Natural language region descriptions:
--- --- ---

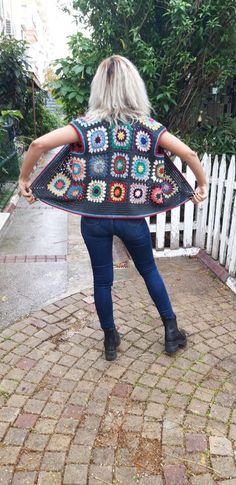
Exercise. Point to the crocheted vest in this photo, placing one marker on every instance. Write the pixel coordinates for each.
(116, 171)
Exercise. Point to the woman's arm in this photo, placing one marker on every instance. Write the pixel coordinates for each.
(176, 146)
(61, 136)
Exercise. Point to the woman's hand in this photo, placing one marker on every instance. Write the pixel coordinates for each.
(200, 194)
(24, 185)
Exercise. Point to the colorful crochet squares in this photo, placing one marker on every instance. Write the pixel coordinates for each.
(75, 192)
(76, 167)
(143, 141)
(156, 195)
(119, 165)
(140, 168)
(169, 187)
(117, 192)
(138, 193)
(158, 170)
(98, 166)
(96, 191)
(59, 184)
(97, 139)
(150, 123)
(121, 137)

--- --- ---

Return exactly the lines from the line holding "Exercise. Point to the woman's hand" to the last line of the data, with both of those lines included and nothing added.

• Solution to the exercise
Exercise. Point to the woman's hand in this photo, placing one marker on every instance. Write the pixel coordinates for each.
(200, 194)
(24, 185)
Exercise. Point to the colorful crochet squares in this photo, placing one marker on every instance. Write the pixel coordinates for each.
(75, 192)
(76, 167)
(143, 141)
(156, 195)
(119, 165)
(140, 168)
(169, 187)
(117, 192)
(138, 193)
(158, 170)
(98, 166)
(96, 191)
(59, 184)
(97, 139)
(150, 123)
(121, 137)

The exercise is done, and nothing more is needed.